:: What the exercise asks ::
In the records that follow, the lines from the one containing "48L85 77L87 3L1" to the one containing "positive clicks: (19, 54) (85, 1) (51, 0)", inclusive, are to be given again exactly.

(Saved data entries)
::::

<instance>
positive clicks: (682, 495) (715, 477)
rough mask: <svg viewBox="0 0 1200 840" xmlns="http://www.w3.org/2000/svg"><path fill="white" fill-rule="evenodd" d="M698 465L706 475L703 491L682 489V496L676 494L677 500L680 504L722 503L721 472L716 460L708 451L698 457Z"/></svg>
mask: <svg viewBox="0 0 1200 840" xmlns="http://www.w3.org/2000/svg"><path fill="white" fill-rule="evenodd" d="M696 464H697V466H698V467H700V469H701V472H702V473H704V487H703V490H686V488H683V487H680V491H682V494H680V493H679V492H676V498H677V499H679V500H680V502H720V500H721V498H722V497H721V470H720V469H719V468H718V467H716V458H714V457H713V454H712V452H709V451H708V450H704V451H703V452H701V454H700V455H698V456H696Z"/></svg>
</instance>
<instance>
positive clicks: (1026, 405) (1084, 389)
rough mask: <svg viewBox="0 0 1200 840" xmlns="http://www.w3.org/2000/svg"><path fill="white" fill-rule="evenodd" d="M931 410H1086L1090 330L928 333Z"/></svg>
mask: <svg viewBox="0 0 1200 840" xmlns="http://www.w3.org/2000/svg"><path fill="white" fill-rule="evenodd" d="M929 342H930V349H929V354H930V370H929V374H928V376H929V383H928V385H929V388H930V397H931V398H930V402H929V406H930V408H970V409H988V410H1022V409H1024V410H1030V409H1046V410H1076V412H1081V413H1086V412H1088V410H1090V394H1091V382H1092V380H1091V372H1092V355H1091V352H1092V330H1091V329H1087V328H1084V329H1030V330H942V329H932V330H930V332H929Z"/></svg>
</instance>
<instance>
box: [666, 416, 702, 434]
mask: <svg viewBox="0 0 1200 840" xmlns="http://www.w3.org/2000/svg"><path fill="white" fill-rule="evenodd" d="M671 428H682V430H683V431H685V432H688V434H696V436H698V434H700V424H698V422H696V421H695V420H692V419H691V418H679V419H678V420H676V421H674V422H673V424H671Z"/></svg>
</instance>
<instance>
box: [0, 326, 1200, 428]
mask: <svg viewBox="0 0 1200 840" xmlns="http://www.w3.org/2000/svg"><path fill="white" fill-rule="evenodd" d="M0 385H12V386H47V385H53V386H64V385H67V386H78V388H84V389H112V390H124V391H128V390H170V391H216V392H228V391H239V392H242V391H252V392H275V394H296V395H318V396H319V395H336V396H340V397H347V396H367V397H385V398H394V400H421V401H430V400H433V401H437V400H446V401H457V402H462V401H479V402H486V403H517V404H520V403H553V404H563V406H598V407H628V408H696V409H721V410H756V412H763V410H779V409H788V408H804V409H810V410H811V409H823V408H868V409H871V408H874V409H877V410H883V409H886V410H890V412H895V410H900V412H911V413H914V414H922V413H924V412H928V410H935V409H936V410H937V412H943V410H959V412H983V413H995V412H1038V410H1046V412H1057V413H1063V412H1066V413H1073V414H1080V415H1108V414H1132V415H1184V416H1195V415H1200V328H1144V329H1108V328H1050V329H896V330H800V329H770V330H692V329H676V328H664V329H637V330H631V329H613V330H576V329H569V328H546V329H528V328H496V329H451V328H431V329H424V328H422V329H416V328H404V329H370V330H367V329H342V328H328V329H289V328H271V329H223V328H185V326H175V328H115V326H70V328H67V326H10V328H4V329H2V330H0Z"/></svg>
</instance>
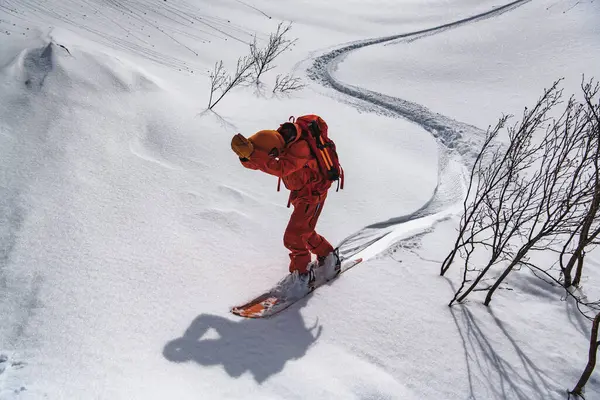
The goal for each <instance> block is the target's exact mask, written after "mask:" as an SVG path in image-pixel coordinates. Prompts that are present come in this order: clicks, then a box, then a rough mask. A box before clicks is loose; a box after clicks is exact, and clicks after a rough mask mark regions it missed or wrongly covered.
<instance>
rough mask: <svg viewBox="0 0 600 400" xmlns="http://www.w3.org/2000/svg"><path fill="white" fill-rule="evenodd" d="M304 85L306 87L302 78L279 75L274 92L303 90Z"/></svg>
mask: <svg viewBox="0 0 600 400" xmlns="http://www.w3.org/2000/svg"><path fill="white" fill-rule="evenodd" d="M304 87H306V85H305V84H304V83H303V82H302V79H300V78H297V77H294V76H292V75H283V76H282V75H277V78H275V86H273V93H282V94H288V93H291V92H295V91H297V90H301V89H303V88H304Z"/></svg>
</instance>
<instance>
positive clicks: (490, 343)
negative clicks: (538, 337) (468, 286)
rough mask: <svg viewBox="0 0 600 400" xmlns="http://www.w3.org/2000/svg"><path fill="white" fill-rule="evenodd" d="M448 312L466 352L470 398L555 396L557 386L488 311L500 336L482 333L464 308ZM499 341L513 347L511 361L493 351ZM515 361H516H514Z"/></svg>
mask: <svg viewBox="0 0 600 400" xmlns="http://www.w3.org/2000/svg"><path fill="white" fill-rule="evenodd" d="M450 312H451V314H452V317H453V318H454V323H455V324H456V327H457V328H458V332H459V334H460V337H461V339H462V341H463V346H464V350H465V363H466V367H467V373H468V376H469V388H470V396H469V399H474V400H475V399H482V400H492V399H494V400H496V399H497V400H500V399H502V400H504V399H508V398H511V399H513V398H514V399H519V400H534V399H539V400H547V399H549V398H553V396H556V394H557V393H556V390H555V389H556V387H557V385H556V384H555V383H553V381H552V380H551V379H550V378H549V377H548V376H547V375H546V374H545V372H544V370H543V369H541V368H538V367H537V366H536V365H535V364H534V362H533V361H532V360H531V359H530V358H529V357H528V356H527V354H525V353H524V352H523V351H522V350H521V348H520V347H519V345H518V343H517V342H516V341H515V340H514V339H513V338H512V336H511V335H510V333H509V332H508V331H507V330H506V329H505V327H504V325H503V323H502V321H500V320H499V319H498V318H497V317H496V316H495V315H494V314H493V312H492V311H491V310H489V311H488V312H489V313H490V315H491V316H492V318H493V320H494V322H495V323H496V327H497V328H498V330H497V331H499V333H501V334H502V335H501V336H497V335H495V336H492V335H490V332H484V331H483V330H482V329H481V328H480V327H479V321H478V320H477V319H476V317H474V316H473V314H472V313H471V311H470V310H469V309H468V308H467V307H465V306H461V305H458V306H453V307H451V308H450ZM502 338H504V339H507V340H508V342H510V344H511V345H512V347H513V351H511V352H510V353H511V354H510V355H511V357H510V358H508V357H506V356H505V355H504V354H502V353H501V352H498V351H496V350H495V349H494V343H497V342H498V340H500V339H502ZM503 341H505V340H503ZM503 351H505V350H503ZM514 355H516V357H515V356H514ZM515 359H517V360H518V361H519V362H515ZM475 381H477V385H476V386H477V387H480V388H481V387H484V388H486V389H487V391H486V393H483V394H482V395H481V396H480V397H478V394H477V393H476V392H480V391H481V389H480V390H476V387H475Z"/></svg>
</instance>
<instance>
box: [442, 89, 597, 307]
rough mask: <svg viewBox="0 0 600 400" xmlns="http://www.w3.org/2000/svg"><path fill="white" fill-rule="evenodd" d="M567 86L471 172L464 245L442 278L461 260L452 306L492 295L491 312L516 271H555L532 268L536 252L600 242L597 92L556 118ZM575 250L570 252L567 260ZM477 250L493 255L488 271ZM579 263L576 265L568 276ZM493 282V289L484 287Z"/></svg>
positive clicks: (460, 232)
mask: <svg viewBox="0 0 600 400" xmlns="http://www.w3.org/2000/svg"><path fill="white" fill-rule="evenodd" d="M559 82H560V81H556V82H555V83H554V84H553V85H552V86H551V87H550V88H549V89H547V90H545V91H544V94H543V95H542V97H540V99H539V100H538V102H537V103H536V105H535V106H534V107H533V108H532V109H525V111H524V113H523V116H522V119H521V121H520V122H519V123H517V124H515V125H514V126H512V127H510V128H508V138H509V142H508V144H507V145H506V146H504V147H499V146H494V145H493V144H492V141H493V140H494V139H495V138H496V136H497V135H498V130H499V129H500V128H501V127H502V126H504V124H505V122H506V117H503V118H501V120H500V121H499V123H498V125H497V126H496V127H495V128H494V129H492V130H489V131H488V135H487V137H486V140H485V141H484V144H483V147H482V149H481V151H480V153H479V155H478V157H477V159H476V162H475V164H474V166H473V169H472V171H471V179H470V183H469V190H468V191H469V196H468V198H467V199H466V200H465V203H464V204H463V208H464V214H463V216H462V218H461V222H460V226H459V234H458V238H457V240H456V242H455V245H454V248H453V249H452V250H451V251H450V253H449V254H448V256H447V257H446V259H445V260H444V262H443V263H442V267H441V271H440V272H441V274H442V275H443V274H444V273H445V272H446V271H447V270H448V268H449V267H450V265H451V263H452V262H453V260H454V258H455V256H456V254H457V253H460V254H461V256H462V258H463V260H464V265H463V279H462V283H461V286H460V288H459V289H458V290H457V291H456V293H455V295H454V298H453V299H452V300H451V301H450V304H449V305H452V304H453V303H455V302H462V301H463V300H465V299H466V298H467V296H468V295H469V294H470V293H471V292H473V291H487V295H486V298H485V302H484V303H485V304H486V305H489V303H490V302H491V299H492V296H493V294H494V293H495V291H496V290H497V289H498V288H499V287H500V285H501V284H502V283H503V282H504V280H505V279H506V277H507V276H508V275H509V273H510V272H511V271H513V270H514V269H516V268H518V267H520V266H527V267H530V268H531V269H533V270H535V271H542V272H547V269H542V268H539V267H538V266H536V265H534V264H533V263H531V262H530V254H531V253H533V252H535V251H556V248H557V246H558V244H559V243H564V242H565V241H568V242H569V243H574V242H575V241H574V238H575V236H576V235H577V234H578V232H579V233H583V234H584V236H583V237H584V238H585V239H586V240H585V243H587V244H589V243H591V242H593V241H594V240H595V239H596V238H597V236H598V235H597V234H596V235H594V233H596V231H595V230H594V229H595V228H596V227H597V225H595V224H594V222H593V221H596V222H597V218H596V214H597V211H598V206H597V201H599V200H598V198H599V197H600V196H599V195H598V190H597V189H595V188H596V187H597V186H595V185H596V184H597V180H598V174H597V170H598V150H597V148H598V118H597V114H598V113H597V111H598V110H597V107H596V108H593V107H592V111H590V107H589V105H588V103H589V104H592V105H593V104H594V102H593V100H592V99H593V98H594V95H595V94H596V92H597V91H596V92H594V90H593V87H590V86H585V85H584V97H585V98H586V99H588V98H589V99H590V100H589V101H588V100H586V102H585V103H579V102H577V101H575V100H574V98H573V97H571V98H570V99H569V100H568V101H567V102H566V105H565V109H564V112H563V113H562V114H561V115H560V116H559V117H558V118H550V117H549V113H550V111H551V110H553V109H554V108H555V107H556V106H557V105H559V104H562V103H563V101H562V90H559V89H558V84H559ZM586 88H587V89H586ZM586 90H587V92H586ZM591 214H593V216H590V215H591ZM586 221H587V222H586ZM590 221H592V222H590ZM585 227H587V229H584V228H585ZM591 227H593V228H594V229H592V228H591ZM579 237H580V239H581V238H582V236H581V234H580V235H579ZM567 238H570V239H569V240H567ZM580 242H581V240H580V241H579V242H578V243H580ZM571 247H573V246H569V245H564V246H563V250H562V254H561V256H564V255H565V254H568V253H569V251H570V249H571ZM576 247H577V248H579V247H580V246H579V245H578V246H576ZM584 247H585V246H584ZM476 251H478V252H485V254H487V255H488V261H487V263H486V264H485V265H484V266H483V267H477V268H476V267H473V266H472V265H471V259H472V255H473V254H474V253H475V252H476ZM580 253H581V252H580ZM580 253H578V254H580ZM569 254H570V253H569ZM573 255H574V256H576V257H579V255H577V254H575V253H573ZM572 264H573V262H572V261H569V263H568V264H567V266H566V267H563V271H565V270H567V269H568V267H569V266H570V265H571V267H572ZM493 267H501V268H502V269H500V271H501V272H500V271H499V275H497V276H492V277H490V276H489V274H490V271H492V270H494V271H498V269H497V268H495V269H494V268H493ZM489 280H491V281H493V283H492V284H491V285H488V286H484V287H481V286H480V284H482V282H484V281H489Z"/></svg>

::::

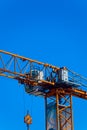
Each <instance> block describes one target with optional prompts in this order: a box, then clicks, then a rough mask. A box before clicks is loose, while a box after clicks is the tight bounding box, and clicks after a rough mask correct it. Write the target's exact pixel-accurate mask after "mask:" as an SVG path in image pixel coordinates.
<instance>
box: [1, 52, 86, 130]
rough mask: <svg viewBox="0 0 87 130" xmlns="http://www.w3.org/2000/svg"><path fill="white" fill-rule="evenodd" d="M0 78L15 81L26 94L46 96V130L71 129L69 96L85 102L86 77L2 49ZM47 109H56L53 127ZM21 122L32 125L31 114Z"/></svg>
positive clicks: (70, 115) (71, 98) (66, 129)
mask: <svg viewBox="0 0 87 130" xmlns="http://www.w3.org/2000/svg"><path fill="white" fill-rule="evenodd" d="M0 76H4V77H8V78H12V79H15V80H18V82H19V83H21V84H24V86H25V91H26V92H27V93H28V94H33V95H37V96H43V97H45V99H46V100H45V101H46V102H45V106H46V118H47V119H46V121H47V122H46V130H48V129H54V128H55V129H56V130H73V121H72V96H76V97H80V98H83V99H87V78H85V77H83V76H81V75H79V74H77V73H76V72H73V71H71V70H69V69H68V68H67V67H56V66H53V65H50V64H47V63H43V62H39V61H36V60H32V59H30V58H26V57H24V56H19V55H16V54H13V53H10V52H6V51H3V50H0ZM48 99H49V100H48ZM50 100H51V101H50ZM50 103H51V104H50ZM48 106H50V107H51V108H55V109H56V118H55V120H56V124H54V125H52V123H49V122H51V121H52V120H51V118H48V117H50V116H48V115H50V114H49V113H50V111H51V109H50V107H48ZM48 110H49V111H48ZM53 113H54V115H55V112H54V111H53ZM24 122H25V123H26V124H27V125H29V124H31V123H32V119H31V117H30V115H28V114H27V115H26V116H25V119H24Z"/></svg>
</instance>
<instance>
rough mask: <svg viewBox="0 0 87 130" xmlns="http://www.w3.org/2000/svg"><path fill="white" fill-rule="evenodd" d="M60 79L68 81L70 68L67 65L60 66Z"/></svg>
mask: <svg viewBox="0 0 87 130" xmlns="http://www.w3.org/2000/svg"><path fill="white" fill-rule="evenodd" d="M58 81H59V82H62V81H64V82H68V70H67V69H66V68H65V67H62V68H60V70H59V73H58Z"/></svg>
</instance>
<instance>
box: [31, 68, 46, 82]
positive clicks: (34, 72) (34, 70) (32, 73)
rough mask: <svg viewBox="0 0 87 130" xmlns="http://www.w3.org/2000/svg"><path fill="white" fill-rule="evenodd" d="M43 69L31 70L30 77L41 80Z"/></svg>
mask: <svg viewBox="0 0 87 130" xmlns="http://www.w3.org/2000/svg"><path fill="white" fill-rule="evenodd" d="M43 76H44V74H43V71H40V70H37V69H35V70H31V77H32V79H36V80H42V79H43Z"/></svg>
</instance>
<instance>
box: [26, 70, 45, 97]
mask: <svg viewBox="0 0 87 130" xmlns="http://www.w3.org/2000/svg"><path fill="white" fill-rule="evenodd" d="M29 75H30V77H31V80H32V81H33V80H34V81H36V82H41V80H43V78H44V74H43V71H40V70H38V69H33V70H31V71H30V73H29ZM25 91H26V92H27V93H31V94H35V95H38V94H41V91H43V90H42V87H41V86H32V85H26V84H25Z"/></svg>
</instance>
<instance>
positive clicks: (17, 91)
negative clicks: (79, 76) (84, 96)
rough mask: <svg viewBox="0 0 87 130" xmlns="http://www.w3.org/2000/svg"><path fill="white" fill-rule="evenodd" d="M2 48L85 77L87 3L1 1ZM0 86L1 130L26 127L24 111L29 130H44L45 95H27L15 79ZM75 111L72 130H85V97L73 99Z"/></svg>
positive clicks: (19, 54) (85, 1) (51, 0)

::::

:: Completed exercise ::
rough mask: <svg viewBox="0 0 87 130" xmlns="http://www.w3.org/2000/svg"><path fill="white" fill-rule="evenodd" d="M2 48L85 77L87 3L1 1ZM0 86L1 130L26 127L24 111L29 130H44L45 95H27L15 79ZM75 111L72 130H85V97L73 99Z"/></svg>
positive clicks: (19, 54) (85, 1) (51, 0)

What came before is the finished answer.